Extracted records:
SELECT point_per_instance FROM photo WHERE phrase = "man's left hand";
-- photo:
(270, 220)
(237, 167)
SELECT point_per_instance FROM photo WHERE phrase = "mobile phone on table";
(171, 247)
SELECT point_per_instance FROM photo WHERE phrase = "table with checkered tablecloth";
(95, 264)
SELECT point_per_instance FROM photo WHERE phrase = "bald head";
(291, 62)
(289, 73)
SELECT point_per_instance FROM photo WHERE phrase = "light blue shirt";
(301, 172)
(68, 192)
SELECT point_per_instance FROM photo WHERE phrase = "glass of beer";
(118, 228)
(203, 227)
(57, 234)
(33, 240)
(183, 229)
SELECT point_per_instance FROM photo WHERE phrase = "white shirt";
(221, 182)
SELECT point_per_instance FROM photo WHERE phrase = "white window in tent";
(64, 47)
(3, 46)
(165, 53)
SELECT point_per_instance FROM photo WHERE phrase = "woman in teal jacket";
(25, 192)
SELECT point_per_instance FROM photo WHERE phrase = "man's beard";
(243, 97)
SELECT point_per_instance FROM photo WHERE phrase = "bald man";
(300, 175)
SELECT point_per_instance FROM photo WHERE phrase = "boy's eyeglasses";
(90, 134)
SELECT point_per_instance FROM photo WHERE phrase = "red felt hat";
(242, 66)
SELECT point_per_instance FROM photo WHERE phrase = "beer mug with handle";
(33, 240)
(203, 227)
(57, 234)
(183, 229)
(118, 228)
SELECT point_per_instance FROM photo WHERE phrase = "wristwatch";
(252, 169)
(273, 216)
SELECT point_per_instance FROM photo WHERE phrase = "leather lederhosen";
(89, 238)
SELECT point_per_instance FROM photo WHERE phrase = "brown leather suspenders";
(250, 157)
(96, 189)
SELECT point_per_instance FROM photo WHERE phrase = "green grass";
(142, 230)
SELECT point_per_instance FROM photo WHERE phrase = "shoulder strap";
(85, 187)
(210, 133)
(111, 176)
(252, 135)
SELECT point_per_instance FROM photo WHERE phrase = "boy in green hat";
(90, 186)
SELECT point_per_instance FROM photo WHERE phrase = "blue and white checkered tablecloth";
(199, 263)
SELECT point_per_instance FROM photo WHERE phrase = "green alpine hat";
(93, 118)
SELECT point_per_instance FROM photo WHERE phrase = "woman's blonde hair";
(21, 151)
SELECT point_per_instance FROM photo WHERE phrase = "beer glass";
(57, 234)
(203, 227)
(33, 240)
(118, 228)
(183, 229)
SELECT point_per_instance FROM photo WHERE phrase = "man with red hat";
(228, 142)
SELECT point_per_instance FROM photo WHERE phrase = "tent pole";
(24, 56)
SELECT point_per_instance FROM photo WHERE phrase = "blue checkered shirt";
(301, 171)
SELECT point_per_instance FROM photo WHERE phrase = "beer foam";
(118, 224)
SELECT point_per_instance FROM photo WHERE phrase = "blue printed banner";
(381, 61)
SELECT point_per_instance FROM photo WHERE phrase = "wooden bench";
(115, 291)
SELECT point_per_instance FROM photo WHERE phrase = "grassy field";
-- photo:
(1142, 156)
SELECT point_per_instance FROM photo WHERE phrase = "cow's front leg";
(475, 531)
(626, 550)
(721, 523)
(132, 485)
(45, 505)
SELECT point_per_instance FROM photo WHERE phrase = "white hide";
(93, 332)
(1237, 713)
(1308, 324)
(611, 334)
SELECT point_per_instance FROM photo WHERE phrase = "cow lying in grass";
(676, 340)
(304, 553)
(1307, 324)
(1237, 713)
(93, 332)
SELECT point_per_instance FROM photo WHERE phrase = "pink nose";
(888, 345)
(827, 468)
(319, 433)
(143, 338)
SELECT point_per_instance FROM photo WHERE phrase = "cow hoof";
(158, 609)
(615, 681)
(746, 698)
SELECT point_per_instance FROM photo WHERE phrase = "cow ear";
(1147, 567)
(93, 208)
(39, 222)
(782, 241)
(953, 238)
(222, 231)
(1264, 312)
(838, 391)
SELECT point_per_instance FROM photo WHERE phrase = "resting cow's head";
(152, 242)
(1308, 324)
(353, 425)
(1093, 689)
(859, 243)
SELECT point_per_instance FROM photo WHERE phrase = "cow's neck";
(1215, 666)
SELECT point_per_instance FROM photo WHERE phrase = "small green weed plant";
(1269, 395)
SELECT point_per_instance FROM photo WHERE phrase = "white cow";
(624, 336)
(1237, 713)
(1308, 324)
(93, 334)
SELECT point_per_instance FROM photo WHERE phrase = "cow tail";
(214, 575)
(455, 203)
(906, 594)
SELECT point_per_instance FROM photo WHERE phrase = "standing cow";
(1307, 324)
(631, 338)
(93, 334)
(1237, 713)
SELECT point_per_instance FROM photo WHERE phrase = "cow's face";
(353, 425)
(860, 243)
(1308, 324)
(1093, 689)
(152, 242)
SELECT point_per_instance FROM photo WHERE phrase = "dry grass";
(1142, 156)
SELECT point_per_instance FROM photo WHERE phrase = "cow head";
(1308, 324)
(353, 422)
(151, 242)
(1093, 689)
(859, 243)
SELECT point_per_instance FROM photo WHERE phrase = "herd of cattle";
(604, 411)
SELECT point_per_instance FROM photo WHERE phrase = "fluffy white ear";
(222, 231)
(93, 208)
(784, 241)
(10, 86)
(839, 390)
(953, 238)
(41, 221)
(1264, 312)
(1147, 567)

**The problem**
The data must be given again in full. Keep every line identical.

**Your solution**
SELECT point_per_instance FROM photo WHERE phrase = "man's left hand";
-- photo:
(270, 220)
(237, 167)
SELECT point_per_instance FROM photo WHERE phrase = "mobile phone on table";
(171, 247)
SELECT point_per_instance FROM photo WHERE phrase = "table with checkered tablecloth";
(95, 264)
SELECT point_per_instance FROM photo WHERE phrase = "bald head";
(291, 62)
(289, 73)
SELECT point_per_instance FROM photo WHERE phrase = "light blue shirt";
(301, 172)
(68, 192)
SELECT point_per_instance FROM photo WHERE phrase = "glass of beer";
(118, 228)
(203, 227)
(57, 234)
(33, 240)
(183, 229)
SELECT point_per_instance FROM photo WHERE phrase = "white shirt";
(221, 182)
SELECT point_per_instance FROM photo WHERE phrase = "white window in tent";
(64, 47)
(3, 46)
(165, 53)
SELECT point_per_instance FROM photo WHERE phrase = "woman in teal jacket";
(25, 192)
SELECT point_per_instance FROM photo WHERE phrase = "man's beard";
(243, 97)
SELECT point_per_instance FROM photo WHERE phrase = "bald man";
(300, 175)
SELECT point_per_instance FROM photo WHERE phrase = "boy's eyeglasses";
(90, 134)
SELECT point_per_instance FROM photo WHERE phrase = "red felt hat";
(242, 66)
SELECT point_per_instance FROM photo WHERE phrase = "beer mug with handle";
(33, 240)
(203, 227)
(57, 234)
(183, 229)
(118, 228)
SELECT point_per_instance FROM photo WHERE phrase = "wristwatch";
(252, 169)
(273, 216)
SELECT point_per_instance FROM photo WHERE phrase = "leather lederhosen";
(89, 238)
SELECT point_per_instance FROM photo WHERE phrase = "brown leather suspenders";
(250, 157)
(96, 189)
SELECT point_per_instance FROM photo WHERE phrase = "green grass";
(142, 230)
SELECT point_per_instance FROM photo WHERE phrase = "shoulder strap";
(85, 187)
(210, 133)
(111, 176)
(252, 135)
SELECT point_per_instance FROM photo WHERE phrase = "boy in green hat";
(90, 186)
SELECT point_per_instance FROM photo WHERE phrase = "blue and white checkered tablecloth";
(199, 263)
SELECT point_per_instance FROM photo WHERE phrase = "green alpine hat";
(93, 118)
SELECT point_per_instance FROM photo WHERE phrase = "woman's blonde hair";
(21, 151)
SELECT point_per_instance FROM photo WHERE phrase = "beer glass";
(57, 234)
(203, 227)
(33, 240)
(118, 228)
(183, 229)
SELECT point_per_instance FROM photo WHERE phrase = "man with red hat";
(228, 142)
SELECT point_per_instance FROM photo WHERE phrase = "tent pole";
(24, 56)
SELECT point_per_instance FROM photo WHERE phrase = "blue checkered shirt";
(301, 171)
SELECT point_per_instance FROM photo WHERE phrase = "beer foam";
(118, 224)
SELECT point_per_instance FROM photo WHERE phrase = "blue printed banner";
(381, 61)
SELECT point_per_instance FROM photo WHERE phrase = "wooden bench";
(115, 291)
SELECT point_per_instance FROM photo WHERE phrase = "grassy field";
-- photo:
(1142, 156)
SELECT point_per_instance FROM photo WHERE phrase = "cow's front leg";
(475, 531)
(626, 550)
(721, 523)
(132, 485)
(45, 505)
SELECT point_per_instance FROM photo WHERE phrase = "white hide";
(93, 332)
(1237, 713)
(1308, 324)
(611, 334)
SELECT point_per_instance FROM photo WHERE phrase = "cow lying in grass";
(676, 340)
(304, 553)
(1307, 324)
(1237, 713)
(93, 332)
SELECT point_per_instance FROM photo WHERE phrase = "pink nose";
(888, 345)
(827, 468)
(319, 433)
(143, 338)
SELECT point_per_instance FROM photo WHERE phrase = "cow hoof";
(158, 609)
(615, 681)
(746, 698)
SELECT point_per_instance FROM photo WHERE phrase = "cow ear";
(1147, 567)
(93, 208)
(39, 222)
(782, 241)
(953, 238)
(222, 231)
(1264, 312)
(838, 391)
SELECT point_per_instance FROM photo WHERE phrase = "resting cow's head";
(152, 242)
(1308, 324)
(353, 425)
(1093, 689)
(859, 243)
SELECT point_per_instance FROM photo WHERE phrase = "cow's neck";
(1215, 666)
SELECT point_per_instance FROM photo WHERE phrase = "small green weed plant";
(1269, 395)
SELECT point_per_instance FROM photo WHERE phrase = "white cow";
(624, 336)
(1237, 713)
(1308, 324)
(93, 334)
SELECT point_per_instance FROM photo WHERE phrase = "cow tail";
(214, 575)
(455, 203)
(906, 594)
SELECT point_per_instance FROM photo WHERE phrase = "standing cow";
(1307, 324)
(631, 338)
(93, 334)
(1237, 713)
SELECT point_per_instance FROM photo WHERE phrase = "cow's face";
(353, 425)
(860, 243)
(1308, 324)
(1093, 689)
(152, 242)
SELECT point_per_instance FROM photo WHERE phrase = "dry grass";
(1142, 156)
SELECT point_per_instance FROM photo WHERE phrase = "cow head";
(1308, 324)
(353, 422)
(151, 242)
(1093, 689)
(859, 243)
SELECT point_per_instance FROM photo WHERE phrase = "herd of cattle";
(604, 411)
SELECT point_per_instance FROM photo WHERE phrase = "fluffy white ear";
(222, 231)
(93, 208)
(784, 241)
(10, 86)
(839, 390)
(953, 238)
(41, 221)
(1264, 312)
(1147, 567)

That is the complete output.